Hi Ben,
Michael, I am guessing that the stuff of most interest to yourself is in
the latter half of this email but the rest is background. Hopefully I am
not rambling too much.
On Wed, 2 Sep 2020, Albrecht, Ben wrote:
For example, say task 0 processes column pairs (1..N, 2) serially. After
completing (2,2), task 0 create a new parallel task (task 1) to process
the pairs (2..N, 3).
Not quite. Sorry for my poor explanation. Let's assume that Task #0 is the
controlling process. It starts:
* Task #1 fto processes column PAIRS (row#1, columns#1..N) serially
After Task#1 has completed (1,1), it starts
* Task #2 with qualifications:
- Task#2 is given responsibility for (row#2, columns#1..N) but
- initially you want Task#2 to only process (2,1), i.e. column#1
-- because Task#1 is by now busy processing column#2 and we
-- do not want Task#2 and come along and mess with that work
- Task#2 must check with Task#1 before proceeding to the next column, i.e.
-- it can only process column (2,2) if the parent has finished with
-- (1,2) it, and it can only process (2,3) if the parent has finished
-- with (1,3) and so on until it gets to (2, N).
After Task#2 has completed (2,1) it starts
* Task #2 with qualifications:
- Task#2 is given responsibility for (row#2, columns#1..N) but
... same stuff as above ...
To give each spawned task (that is currently processing row I) the job of
spawning Task#I+1 for row I+1 seems less than optimal. But maybe I am
missing something. Also, Task#I+1 continually needs to check with Task#I
whether it can step to the next column, i.e. to ensure that its creator
(i.e. Task#I) has completed its own processing of the next column that
Task I+1 now wants to process. So, I (maybe wrongly) let Task#0 handle all
of the spawning, which it hopefully does in such a way as to be optimal
for the underlying system (or locales of systems) using a 'forall'.

......

Set of tasks
1. Shorten the paragraph of the task-spawning email that begins "To give each spawned task" into a brief bulleted list that keeps its main facts.
2. In the task-spawning email, what construct does Task#0 use to handle all of the spawning?
3. Continue the task-spawning email, picking up after its final sentence.

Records

......

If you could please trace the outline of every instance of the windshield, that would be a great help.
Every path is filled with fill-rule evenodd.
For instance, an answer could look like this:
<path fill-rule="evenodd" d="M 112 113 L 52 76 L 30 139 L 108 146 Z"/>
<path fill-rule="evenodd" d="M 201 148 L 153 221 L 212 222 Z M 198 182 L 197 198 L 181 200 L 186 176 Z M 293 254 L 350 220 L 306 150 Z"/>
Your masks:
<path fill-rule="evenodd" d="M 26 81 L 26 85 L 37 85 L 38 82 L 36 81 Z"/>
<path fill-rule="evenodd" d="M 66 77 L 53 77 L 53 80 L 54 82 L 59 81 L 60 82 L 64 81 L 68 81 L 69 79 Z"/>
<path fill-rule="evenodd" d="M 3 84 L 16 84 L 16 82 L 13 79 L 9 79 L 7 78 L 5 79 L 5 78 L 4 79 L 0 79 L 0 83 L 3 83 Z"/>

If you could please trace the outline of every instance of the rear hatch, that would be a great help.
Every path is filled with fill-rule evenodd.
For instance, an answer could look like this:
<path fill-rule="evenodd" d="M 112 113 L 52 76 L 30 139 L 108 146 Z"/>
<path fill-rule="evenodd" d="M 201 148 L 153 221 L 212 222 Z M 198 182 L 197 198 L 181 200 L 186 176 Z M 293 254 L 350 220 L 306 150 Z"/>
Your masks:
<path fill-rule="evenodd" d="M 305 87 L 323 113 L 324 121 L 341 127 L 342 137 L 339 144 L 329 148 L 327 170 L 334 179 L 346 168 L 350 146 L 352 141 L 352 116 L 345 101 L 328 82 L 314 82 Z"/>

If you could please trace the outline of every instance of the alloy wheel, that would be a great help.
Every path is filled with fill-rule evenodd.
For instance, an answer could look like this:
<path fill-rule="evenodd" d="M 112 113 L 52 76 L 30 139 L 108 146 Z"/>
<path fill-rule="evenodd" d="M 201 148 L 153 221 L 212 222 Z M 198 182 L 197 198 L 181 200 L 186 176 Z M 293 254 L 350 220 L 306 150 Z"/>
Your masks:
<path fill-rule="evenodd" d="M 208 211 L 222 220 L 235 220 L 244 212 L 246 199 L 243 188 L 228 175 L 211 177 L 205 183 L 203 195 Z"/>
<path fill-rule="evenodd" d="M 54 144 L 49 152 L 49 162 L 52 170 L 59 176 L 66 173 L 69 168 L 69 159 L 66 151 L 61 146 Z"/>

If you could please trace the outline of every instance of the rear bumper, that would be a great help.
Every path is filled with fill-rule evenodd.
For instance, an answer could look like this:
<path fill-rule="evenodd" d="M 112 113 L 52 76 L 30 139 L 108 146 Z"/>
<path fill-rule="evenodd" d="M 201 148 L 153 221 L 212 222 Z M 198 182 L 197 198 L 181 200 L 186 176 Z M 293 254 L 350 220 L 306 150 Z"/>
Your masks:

......

Responses to the exercise
1.
- Having the task that handles row I also spawn Task I+1 for row I+1 seems less than optimal, though something may be missed.
- Task I+1 must keep checking with Task I, its creator, that Task I has finished the next column before stepping to it.
- So, perhaps wrongly, Task 0 handles all the spawning with a 'forall', ideally in a way that suits the underlying system or locales.

2. A 'forall'.

3.
Additionally, the overhead I saw in my last use of a 'cobegin' was so high
that I now stay away from it. It was awful. I have yet to experiment
seriously with 'coforall'. I very rarely see the need for a begin.
In the task-parallel representation, you are creating the tasks as
needed, rather than spinning them all up at once and having them wait
for work.
Even if I start up the tasks as needed, each new task still needs to
communicate with its creater to know if it is safe to proceed to the next
column. So I cannot see what your approach buys but I am always happy to
learn. I think that I did not clearly explain that each task needs to keep
monitoring what its creator is doing.
However, this may require some effort to reach desired performance. For
example, a naive implementation of this representation would create N
tasks, rather than creating a number tasks appropriate for your hardware
like the forall approach does.
I like the fact that forall creates tasks appropriate to the hardware.
See https://chapel-lang.org/docs/master/primers/taskParallel.html and
https://chapel-lang.org/docs/master/users-guide/index.html#task-parallelism
for more background on task parallelism in Chapel
Thanks for that although I found that this did not explain much. But that
is probably because I am coming from such a beginners-level base. Also,
somebody needs to add something about the overhead in each approach (which
is way beyond my knowledge currently).
This next two paragraphs needs some insight/input from others as they are
related to some past discussions.
In my algorithm, Task#I must keep track of where it is up, so let's define
an array of int's,
stage[0..N] : int
where stage[I] reflects the current column that task#I has completed. Each
element of that array, i.e. stage[I] is updated by only Task#I so there is
no need for the overhead that an atomic variable would involve. Task#I+1
must read stage[I] as it steps through the columns to make sure it does
not try to update column 'K' before Task#I has finished with it. Task#I+1
should run slightly behind Task#I because it starts later. In practice. a
a thread started after another thread may not always run behind a thread
started before it. So, to avoid treading on the heals of its predecessor,
Task#I+1 is continually reading/polling stage[I] which it must read it
from memory to ensure it knows what Task#I is doing. Again no locking is
required. This is your garden variety C volatile variable. How do I handle
it in Chapel? An atomic variable seems like massive overhill as I assume
locking is involved with an atomic. I can access stage[??] through a pair
of custom (tiny) external C routines
void putStage(long *stage, long i, long k) { stage[i] = k; }
and
long getStage(long *stage, long i) { return stage[i]; }
But that seems like I am sticking my head in the sand and avoiding the
underlying problem. And it probably cripples any optimization being done
in the code which is calling these routines.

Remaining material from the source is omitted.